United States District Court, E.D. New York

April 7, 2014

ROBERT L. PRYOR, ESQ., AS TRUSTEE OF THE BANKRUPTCY ESTATE OF GIUSEPPE L. TROMBA, Plaintiff,
v.
GIUSEPPE L. TROMBA; ELLEN M. TROMBA; JJ TROMBA CORP.; ABC CORP., BEING A FICTITIOUS NAME; AND EASTERN SAVINGS BANK, FSB, Defendants.

The Trustee is represented by Anthony F. Giuliano of Pryor & Mandelup, L.L.P., Westbury, NY.

ESB is represented by Mickee M. Hennessy and Thomas A. Draghi of Westerman Ball Ederer Miller & Sharfstein, LLP, Uniondale, NY.

Defendant proceeds pro se.

MEMORANDUM AND ORDER

JOSEPH F. BIANCO, District Judge.

Pro se defendant Ellen Tromba ("defendant" or "E. Tromba") moves the Court to withdraw the reference to the U.S. Bankruptcy Court for the Eastern District of New York ("the Bankruptcy Court") in Pryor v. Tromba et al., 11-AP-9464 (REG), an adversary proceeding against her in the Bankruptcy Court, pursuant to 28 U.S.C. § 157(d), Rule 5011 of the Federal Rules of Bankruptcy Procedure, and Rule 5011-1 of the Local Bankruptcy Rules for the Eastern District of New York.[1] Defendant argues that she should not be subject to the Bankruptcy Court's jurisdiction because (1) she is a non-debtor defendant and there is no subject matter jurisdiction over the claims against her; and (2) the requirements for permissive withdrawal of the reference are satisfied. Robert Pryor, the Trustee of Giuseppe L. Tromba's ("the Debtor" or "G. Tromba") Chapter 7 Bankruptcy Estate ("the Trustee" or "Pryor"), opposes. Eastern Savings Bank, FSB ("ESB"), a defendant and cross-claimant in the underlying bankruptcy proceedings, joins in the Trustee's opposition. For the following reasons, the Court denies the motion to withdraw the reference at this juncture. Thus, the denial is without prejudice to a future motion, if the circumstances warrant.[2]

I. BACKGROUND

On April 27, 2011, G. Tromba filed a voluntary petition for relief from his creditors pursuant to Chapter 7 of the United States Bankruptcy Code, 11 U.S.C. § 101 et seq. (Trustee Opp. Mem. ¶ 4.) Pryor was qualified as the permanent trustee at the meeting of creditors on June 8, 2011. ( Id. ¶ 5.) At that meeting, the Debtor testified and it was revealed that, from 2003-2006, he was the owner in fee simple of 3 Sycamore Street in Miller Place, New York ("the Premises"). ( Id. ¶ 6.) By deed dated November 20, 2006, and recorded in the Suffolk County Clerk's Office on December 20, 2006 ("the Deed"), the Debtor purportedly conveyed his interest in the Premises to himself and defendant as husband and wife. (Id.) According to the Deed, the sum of "ten dollars and other valuable consideration" was paid in consideration of the premises transfer. (Id.; accord ESB Joinder Mem. ¶ 3.) Records and testimony also indicated that the Debtor obtained a mortgage from ESB on or about August 8, 2006, in the principal amount of $702, 000. (Trustee Opp. Mem. ¶ 7; accord ESB Joinder Mem. ¶ 2.) That mortgage was recorded on May 20, 2008. (Adversary Complaint ¶ 15, Trustee Opp. Mem. Ex. A.) G. Tromba also transferred $53, 000 to defendant on October 15, 2010, before the bankruptcy filing. (Trustee Opp. Mem. ¶ 8.) That transfer is listed on Question 7 of the Debtor's Statement of Financial Affairs, which concerns the transfer of gifts or other charitable contributions made within one year immediately preceding the commencement of the bankruptcy case. ( Id. )
◇ ◇ ◇ ◇ ◇ ◇ ◇
#### Goal A
In the court order, on what date did G. Tromba file his voluntary Chapter 7 petition?
The records that follow are unrelated to the court order.
◇ ◇ ◇ ◇ ◇ ◇ ◇
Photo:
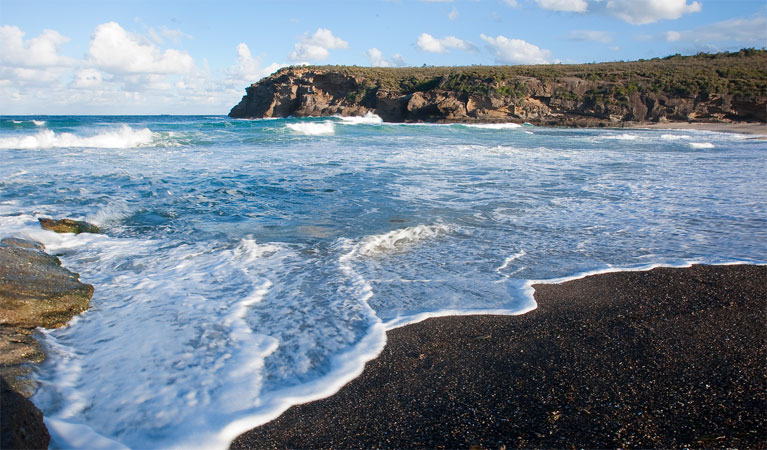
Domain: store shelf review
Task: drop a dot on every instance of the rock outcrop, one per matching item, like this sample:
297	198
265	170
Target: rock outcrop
709	88
35	291
68	226
20	421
◇ ◇ ◇ ◇ ◇ ◇ ◇
#### Goal B
Rescale the records above by writing out every line of them again in full. Multiply each point coordinate in the answers by 1.6 and round to whole numbers, with halves rounded up. Leave the pictures out.

#### Final answer A
April 27, 2011.

#### Final answer B
Photo:
Domain: store shelf review
Task: drop a dot on every instance of the rock outcrop, one per matching item, like this sample:
297	198
265	170
Target: rock outcrop
1134	141
56	466
109	362
32	674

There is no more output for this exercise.